DATASET RECORDS:

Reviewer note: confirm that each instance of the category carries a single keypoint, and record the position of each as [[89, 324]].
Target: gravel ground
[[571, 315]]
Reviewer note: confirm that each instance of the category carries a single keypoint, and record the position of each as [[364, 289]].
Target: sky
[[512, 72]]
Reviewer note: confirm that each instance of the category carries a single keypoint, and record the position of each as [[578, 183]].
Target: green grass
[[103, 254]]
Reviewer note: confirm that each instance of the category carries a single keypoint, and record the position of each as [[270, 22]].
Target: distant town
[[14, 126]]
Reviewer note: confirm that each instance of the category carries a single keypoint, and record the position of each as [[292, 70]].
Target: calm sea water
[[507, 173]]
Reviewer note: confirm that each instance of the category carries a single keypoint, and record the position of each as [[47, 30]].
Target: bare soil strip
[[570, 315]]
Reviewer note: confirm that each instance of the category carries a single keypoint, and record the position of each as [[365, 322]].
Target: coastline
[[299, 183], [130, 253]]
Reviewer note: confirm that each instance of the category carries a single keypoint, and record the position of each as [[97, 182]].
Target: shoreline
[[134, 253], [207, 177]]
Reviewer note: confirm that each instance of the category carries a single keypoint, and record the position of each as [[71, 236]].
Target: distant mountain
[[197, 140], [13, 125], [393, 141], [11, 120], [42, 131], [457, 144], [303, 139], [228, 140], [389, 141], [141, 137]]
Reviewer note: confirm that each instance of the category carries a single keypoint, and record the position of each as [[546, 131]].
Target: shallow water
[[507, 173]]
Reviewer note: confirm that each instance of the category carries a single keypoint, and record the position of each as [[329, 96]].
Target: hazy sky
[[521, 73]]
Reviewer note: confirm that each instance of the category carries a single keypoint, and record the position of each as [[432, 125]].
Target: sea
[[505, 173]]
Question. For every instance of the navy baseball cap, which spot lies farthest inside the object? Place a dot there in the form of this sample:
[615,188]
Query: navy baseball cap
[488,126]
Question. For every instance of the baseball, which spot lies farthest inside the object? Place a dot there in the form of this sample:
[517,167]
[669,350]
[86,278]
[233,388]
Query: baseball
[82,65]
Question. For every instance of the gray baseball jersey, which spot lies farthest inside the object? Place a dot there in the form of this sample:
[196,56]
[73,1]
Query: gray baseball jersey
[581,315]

EXERCISE:
Restate precisely, and with nothing added, the lines from the one with "Question. For every instance of the baseball, which" through the final line of the material.

FINISHED TASK:
Question. For every instance of the baseball, which spot lies farthest inside the object? Place a dot there in the form of this sample:
[517,167]
[669,350]
[86,278]
[233,388]
Query: baseball
[82,65]
Question. For every instance of the gray baseball jersey, which spot lies farthest inside the object? Place a dot there in the form of this sample:
[196,56]
[73,1]
Query: gray baseball jersey
[581,315]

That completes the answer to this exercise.